[What to produce]: Exactly as written, transcribe the lines that run from the one containing "For every instance of the white rice" to the end of the records below.

[Given data]:

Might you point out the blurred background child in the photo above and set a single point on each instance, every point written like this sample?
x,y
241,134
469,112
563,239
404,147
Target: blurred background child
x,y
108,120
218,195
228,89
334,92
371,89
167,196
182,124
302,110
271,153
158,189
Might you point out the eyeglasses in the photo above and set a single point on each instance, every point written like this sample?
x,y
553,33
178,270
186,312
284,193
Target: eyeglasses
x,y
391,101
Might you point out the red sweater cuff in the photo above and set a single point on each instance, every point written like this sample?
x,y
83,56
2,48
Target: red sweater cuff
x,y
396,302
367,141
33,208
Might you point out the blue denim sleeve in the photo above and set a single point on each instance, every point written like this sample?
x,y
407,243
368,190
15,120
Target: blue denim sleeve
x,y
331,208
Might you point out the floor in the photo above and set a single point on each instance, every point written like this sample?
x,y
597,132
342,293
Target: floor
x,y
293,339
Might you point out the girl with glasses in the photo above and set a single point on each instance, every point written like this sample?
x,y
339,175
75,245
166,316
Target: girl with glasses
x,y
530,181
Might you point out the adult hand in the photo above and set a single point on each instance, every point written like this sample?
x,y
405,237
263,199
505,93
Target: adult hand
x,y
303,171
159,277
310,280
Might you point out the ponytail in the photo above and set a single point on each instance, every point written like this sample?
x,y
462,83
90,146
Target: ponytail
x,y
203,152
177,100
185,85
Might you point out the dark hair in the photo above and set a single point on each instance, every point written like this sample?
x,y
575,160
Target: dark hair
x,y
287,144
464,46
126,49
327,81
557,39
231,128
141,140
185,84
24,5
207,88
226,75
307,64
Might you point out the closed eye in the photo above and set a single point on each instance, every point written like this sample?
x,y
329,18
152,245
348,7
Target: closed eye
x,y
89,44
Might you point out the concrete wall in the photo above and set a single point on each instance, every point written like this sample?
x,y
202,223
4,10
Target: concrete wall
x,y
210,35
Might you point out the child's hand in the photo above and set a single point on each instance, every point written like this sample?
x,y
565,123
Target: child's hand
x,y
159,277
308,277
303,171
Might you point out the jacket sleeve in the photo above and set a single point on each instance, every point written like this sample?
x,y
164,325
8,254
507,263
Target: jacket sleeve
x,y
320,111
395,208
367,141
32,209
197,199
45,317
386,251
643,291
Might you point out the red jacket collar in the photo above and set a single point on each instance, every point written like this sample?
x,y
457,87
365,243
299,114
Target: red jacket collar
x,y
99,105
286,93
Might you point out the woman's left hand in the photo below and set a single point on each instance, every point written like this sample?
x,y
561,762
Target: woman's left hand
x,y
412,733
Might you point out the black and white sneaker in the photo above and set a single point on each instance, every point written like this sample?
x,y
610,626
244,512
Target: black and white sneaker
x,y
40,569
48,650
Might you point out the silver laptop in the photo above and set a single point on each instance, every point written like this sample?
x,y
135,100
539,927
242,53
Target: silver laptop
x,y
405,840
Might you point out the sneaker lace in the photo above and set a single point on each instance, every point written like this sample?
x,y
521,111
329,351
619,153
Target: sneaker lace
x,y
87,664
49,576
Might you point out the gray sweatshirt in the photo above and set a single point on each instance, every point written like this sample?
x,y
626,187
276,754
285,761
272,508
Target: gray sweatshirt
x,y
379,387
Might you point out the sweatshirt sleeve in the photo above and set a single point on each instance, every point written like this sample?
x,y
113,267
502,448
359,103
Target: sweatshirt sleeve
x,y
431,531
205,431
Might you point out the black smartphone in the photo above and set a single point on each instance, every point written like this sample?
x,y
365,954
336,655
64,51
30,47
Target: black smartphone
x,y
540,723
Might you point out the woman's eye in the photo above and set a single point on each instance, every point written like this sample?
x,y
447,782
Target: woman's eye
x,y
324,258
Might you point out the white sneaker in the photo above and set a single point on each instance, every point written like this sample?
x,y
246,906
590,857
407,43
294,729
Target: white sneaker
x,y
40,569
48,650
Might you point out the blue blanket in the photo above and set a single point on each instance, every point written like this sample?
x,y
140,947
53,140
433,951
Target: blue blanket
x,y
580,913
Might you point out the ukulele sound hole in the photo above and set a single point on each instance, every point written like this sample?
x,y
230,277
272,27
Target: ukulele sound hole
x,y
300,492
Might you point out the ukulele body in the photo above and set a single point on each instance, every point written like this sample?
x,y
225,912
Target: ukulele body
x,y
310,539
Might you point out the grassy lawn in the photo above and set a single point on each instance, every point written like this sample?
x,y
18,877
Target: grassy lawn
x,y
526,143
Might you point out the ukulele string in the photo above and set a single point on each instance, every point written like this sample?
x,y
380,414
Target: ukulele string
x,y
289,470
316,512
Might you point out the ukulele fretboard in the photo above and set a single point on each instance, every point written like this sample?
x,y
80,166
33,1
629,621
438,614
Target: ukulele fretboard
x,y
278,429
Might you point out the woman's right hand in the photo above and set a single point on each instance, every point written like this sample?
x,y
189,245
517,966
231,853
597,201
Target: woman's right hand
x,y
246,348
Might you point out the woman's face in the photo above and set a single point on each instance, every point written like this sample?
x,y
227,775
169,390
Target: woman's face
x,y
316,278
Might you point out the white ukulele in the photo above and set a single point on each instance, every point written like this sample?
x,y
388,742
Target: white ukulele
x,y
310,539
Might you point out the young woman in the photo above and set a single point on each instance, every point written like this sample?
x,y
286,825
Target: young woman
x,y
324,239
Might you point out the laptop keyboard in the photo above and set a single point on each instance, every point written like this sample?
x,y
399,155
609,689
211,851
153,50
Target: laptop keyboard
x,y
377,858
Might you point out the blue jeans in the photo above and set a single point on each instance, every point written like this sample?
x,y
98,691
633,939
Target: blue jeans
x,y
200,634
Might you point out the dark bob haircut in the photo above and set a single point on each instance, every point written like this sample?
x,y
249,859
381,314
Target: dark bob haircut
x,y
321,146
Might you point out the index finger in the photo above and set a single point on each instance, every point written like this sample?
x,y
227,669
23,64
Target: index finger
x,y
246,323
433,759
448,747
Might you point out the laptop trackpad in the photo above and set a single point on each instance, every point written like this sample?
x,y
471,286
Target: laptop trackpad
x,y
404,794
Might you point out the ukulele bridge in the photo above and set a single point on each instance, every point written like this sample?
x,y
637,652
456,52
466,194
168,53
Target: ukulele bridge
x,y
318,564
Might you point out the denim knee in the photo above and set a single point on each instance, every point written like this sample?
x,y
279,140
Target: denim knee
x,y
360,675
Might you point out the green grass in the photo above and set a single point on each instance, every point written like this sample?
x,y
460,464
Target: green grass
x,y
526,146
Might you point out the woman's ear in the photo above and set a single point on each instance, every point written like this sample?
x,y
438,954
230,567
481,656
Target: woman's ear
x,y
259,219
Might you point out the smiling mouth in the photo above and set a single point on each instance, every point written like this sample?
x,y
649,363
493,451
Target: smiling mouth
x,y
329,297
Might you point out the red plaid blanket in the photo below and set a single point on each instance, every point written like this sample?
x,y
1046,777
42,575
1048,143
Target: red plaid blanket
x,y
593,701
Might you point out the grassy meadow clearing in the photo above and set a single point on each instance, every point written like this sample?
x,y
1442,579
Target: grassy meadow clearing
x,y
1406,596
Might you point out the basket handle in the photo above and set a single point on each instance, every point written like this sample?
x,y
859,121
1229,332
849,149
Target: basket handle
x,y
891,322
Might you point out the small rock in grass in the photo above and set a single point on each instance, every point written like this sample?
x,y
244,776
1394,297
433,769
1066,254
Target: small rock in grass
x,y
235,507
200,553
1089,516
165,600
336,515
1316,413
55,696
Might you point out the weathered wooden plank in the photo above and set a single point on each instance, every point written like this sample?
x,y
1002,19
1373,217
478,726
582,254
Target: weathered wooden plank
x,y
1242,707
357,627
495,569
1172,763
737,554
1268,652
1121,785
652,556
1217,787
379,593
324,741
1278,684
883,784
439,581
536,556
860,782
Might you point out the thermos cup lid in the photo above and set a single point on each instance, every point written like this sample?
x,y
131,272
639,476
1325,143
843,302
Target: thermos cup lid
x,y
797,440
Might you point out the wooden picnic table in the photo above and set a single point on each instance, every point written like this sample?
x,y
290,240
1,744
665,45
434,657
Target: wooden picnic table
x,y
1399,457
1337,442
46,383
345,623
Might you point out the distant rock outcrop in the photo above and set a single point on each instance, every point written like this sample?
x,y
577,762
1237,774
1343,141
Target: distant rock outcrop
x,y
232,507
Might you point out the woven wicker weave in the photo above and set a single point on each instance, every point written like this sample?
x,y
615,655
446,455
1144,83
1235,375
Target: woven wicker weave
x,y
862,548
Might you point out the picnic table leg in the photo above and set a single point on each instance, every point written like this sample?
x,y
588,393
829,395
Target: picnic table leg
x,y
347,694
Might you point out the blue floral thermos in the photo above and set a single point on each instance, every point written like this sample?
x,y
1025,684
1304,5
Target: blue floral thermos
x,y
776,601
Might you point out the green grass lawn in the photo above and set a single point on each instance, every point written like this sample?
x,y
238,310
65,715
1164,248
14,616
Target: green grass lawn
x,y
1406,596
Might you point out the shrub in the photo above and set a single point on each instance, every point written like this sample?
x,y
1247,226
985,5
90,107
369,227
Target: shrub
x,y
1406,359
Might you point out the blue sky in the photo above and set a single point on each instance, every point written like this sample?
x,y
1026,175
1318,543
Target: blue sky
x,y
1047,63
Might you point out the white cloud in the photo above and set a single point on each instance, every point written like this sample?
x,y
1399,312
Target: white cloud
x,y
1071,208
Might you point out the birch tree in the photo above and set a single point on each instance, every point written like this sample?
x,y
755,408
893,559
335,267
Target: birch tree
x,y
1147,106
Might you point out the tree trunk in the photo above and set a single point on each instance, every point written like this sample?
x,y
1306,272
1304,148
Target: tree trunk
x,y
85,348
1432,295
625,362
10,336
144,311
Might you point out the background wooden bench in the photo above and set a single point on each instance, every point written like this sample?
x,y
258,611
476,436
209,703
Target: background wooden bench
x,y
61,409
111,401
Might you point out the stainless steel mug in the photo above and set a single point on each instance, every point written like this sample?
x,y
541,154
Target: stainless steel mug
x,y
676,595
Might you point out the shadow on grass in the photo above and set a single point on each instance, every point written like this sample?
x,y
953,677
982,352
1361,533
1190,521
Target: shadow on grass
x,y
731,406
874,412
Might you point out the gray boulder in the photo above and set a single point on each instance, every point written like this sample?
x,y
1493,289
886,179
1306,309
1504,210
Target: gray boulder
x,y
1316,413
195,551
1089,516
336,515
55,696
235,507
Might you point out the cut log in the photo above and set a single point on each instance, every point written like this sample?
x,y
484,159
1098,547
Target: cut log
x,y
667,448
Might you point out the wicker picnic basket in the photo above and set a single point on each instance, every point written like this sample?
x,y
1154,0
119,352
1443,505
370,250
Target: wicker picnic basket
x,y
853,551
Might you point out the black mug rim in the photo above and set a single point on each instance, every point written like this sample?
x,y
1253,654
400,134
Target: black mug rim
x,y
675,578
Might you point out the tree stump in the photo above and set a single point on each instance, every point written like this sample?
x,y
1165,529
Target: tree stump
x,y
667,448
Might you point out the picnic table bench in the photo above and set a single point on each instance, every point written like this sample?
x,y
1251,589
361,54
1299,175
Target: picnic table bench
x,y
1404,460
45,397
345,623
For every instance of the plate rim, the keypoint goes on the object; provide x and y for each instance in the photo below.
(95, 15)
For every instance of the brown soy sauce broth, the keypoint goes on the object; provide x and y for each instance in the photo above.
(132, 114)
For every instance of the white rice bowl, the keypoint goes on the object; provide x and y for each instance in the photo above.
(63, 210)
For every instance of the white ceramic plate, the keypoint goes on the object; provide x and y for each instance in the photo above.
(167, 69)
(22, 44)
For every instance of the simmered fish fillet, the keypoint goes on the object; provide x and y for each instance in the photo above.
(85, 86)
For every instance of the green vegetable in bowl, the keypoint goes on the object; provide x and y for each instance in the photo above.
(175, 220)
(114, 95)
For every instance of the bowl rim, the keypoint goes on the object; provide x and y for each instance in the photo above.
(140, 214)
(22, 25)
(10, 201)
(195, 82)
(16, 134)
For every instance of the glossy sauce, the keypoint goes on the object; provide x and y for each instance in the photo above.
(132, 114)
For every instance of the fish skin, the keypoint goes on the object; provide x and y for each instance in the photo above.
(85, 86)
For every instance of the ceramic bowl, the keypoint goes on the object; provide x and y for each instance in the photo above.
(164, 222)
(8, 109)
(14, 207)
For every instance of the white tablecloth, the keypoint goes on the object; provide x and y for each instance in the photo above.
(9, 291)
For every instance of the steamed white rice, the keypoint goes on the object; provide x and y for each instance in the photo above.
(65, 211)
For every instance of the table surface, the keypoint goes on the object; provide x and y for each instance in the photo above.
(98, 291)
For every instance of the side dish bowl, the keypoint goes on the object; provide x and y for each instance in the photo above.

[Response area]:
For every instance of the white rice bowl, the keypoint goes on the object; provide x and y for each instance in the photo above.
(63, 210)
For every instance of the white ceramic plate, the keypoint goes on the object; provide x and y for each instance in the photo above.
(167, 69)
(22, 44)
For every instance of the simmered fish fillet, the keypoint goes on the object; provide x and y for each instance in the photo above.
(85, 86)
For every instance of the green vegetable in bowl, the keypoint goes on the object; provide x and y for each instance in the photo above.
(175, 220)
(114, 95)
For every instance of the bowl rim, the keypoint goes on the object; provide x and y for each instance in the photo above.
(140, 214)
(22, 25)
(10, 201)
(195, 82)
(16, 134)
For every instance of the glossy sauce, the keypoint goes on the object; provide x and y for each instance in the photo above.
(132, 114)
For every instance of the fish skin, the keypoint goes on the object; provide x and y for each instance in the photo above.
(85, 86)
For every instance of the ceramic bowl, the keypoint goes on the object; provide x and y for each instance in the photo above.
(164, 222)
(8, 109)
(14, 207)
For every instance of the white tablecloth, the keypoint goes on the object; provide x and y for each instance in the photo above.
(9, 291)
For every instance of the steamed white rice, the keypoint goes on the object; provide x and y for each instance in the photo above.
(65, 211)
For every instance of the table surface, the keypoint goes on the object; provide x and y for each instance in the photo above.
(98, 291)
For every instance of the side dish bowl, the keypoint goes on the object; provide x and y for each instance in the photo above.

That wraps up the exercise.